Please list every person named in the Rocky Flats article, with the title or position the article gives each one.

| Source text |
Content starts

ARVADA, Colo. – This Saturday, 10 miles of hiking, biking and horse riding trails will open at the Rocky Flats National Refuge.
Friday, a spokesperson for the Fish and Wildlife Service said U.S. Secretary of the Interior Ryan Zinke had heard concerns about the opening of the Rocky Flats trails and decided to delay it in order to gather more information. The spokesperson then said a review was completed and the trails will open as scheduled.
Opening the trails is a controversial move, because some people say the government never completely cleaned up the plant that made nuclear weapons for 47 years and has been the subject of multiple lawsuits, including one on-going suit to keep the trails closed permanently.
So the Problem Solvers are getting both sides of the story – from those who say Rocky Flats has changed their lives forever and from the U.S. Fish and Wildlife Service and the Department of Energy, whom we asked for a tour of Rocky Flats, so we could it for ourselves.
On a bright and breezy, David Lucas, the Rocky Flats Refuge Manager took the Problem Solvers onto the refuge that’s just about 15 miles northwest of Denver and home to more than 800 species of plants and animals, including some that are endangered.
“(It’s) pretty remarkable from an ecological standpoint, what we’re looking at right here,” Lucas said, standing next to the old Lindsay Ranch, with a heard of elk in the distance.
But it’s also controversial, because of Rocky Flats explosive history.
The refuge surrounds what’s called the Central Operable Unit.
For 47 years, the Department of Energy used uranium and plutonium to make thousands of triggers for nuclear weapons here.
Then in 1989, the government raided the plant and shut it down. It then spent more than $7 billion and nearly 10 years cleaning it up.
The DOE’s Scott Surovchak is the legacy site manager for Rocky Flats and has spent decades working there.

Content ends

| Dataset excerpts |

Content starts

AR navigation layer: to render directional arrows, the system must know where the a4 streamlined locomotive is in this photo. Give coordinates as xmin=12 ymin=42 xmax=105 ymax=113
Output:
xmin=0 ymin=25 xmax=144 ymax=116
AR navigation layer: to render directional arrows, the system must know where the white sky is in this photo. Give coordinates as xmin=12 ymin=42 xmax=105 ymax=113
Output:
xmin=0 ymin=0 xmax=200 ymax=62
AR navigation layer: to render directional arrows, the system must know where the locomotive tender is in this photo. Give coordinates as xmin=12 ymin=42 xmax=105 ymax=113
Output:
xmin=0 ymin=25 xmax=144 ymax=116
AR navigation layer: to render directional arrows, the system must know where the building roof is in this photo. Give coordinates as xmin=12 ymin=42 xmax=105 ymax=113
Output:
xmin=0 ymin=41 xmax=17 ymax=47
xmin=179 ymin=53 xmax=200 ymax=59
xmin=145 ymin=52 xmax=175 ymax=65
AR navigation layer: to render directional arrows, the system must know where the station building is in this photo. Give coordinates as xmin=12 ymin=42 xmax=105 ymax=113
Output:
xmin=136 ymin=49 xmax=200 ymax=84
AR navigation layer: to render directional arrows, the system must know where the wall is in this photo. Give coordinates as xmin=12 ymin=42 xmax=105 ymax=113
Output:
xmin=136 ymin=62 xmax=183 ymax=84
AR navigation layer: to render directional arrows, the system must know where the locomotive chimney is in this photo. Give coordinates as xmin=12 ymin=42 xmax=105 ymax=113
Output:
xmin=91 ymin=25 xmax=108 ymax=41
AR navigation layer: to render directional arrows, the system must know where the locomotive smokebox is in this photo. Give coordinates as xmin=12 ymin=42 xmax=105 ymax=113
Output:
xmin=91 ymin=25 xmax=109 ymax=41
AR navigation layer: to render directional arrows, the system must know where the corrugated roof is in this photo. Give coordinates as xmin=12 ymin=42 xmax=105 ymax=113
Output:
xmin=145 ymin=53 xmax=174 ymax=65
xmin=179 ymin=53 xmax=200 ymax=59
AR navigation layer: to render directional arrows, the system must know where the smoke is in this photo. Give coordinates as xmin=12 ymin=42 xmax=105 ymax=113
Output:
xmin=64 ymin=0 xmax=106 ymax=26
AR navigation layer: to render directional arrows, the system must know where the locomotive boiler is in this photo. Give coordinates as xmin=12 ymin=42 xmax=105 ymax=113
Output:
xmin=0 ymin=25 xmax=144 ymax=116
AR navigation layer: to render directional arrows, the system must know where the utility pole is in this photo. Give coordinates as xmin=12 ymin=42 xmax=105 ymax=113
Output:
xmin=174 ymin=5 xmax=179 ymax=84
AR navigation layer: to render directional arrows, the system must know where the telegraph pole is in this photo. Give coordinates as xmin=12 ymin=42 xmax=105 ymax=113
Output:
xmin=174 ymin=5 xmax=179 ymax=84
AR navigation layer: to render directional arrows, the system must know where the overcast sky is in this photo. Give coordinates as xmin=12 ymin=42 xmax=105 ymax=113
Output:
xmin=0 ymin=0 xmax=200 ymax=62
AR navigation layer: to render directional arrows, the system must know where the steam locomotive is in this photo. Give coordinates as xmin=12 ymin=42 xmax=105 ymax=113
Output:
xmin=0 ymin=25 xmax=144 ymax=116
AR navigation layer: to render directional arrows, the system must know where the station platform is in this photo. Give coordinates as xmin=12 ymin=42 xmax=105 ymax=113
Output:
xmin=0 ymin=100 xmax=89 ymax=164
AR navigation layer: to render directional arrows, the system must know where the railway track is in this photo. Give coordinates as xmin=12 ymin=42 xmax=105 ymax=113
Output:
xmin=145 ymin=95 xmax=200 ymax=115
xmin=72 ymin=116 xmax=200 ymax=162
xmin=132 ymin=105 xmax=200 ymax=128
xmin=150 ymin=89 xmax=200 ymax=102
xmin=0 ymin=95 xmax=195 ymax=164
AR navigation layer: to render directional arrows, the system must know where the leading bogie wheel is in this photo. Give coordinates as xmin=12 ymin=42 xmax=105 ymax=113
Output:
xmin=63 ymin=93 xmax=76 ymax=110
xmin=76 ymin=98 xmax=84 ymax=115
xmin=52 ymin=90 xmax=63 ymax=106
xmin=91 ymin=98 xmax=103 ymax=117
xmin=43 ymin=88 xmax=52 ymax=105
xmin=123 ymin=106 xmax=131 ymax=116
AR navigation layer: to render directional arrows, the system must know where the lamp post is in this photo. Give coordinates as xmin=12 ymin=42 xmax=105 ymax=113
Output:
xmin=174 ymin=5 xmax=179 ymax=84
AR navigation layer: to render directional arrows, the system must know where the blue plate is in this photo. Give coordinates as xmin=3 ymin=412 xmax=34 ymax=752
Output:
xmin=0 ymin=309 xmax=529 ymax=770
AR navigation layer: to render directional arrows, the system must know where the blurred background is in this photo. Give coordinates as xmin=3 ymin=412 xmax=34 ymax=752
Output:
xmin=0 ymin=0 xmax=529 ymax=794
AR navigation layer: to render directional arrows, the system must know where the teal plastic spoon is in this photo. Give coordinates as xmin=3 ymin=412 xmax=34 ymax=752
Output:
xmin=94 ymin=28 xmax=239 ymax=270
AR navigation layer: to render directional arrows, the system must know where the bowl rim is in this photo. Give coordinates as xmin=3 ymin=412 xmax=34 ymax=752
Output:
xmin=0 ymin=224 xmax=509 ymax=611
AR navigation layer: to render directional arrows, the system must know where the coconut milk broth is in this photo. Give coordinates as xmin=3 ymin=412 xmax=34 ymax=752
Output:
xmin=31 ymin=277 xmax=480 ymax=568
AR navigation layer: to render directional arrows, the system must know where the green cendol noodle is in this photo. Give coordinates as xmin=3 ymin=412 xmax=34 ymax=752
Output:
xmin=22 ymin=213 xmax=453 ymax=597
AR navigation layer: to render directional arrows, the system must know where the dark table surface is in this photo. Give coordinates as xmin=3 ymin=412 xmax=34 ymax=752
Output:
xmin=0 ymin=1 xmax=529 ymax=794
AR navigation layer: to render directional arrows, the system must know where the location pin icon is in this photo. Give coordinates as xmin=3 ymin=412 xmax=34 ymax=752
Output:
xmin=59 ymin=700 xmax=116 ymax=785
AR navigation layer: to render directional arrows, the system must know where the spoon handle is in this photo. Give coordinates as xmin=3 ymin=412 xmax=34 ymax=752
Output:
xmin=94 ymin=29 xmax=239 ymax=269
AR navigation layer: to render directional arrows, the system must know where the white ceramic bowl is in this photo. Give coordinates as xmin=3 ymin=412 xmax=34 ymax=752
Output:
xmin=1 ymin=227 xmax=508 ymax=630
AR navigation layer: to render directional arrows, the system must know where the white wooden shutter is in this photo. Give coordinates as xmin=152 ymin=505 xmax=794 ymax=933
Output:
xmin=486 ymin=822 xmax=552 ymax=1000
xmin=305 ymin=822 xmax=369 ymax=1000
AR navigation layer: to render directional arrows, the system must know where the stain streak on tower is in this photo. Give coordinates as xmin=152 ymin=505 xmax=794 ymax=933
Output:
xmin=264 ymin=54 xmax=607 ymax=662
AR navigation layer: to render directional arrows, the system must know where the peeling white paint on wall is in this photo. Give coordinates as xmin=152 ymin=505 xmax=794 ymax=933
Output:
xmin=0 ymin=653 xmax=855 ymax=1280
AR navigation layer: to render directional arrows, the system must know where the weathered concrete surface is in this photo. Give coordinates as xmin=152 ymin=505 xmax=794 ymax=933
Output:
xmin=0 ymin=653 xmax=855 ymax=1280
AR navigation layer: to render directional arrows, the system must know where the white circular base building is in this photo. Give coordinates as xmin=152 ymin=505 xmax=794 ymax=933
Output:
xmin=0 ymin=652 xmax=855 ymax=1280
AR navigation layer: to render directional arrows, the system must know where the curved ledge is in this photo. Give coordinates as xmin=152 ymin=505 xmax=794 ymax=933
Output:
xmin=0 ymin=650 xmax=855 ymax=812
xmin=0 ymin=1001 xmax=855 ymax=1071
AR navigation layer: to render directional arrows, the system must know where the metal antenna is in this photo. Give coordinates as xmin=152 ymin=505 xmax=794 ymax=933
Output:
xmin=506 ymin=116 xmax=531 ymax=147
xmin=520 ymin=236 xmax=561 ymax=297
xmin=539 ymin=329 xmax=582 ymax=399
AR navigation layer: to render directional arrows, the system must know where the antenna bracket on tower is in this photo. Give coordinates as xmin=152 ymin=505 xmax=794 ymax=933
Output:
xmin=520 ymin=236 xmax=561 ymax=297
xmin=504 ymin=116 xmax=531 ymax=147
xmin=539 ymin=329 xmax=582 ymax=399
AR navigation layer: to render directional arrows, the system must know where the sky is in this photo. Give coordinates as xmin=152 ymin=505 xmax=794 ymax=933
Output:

Content ends

| Completed exercise |
- Ryan Zinke: U.S. Secretary of the Interior
- David Lucas: Rocky Flats Refuge Manager
- Scott Surovchak: the DOE's legacy site manager for Rocky Flats